Task to complete :: According to the text on the in-flight yoga routine, how long does the complete sequence take?

+++ Text block +++

The protocol, officially titled "Yoga for Air Travel" and described in government communications as a "smart in-flight yoga routine," was unveiled by Shri Prataprao Jadhav, Union Minister of State (Independent Charge) for Ayush, and announced publicly by the Press Information Bureau on March 20, 2026. The routine was developed by the Morarji Desai National Institute of Yoga, an independent institute operating under the Ministry of Ayush.

The sequence is designed to be completed entirely in a standard economy seat with no equipment. According to the Ministry, it combines light joint movements to improve flexibility and blood flow, seated yoga postures to ease tension and improve posture, pranayama including specifically Anulom Vilom and Bhramari, a short centring exercise, and a brief meditation for mental relaxation. The complete sequence runs five minutes.

The Ministry framed the health case around several explicit risks. Beyond general fatigue and stiffness, the initiative targets poor circulation and Deep Vein Thrombosis, a condition associated with prolonged seated immobility during long-haul flights. Vaidya Rajesh Kotecha, Secretary of the Ministry of Ayush, made the Ministry's position on the science direct: "Integrating yoga into daily routines, even in constrained environments like flights, can significantly improve circulation, reduce stress, and support overall well-being. Such practical interventions make preventive healthcare simple and accessible."

The routine is designed for passengers regardless of age or fitness level, a deliberate accessibility choice that positions it as a universal travel tool rather than something aimed at experienced practitioners.

+++ Information +++

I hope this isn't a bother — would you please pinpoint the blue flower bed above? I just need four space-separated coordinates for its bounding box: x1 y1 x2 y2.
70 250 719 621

+++
+++ Information +++

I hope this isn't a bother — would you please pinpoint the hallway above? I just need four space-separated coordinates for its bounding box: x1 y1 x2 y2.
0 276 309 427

+++
+++ Information +++

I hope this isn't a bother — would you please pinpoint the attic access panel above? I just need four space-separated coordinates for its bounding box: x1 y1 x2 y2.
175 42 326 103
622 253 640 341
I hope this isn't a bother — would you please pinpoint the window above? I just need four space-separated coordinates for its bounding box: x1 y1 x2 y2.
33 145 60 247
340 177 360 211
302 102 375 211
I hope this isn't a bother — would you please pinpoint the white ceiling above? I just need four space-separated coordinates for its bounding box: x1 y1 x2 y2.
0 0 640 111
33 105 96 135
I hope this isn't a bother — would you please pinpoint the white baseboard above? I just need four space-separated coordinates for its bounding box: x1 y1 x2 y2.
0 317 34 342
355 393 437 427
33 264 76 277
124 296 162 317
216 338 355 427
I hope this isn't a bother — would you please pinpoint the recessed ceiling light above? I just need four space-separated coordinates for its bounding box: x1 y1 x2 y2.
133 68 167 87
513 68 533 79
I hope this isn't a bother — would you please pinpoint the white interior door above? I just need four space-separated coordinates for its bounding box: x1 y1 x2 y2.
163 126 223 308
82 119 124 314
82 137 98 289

+++

Written solution :: Five minutes.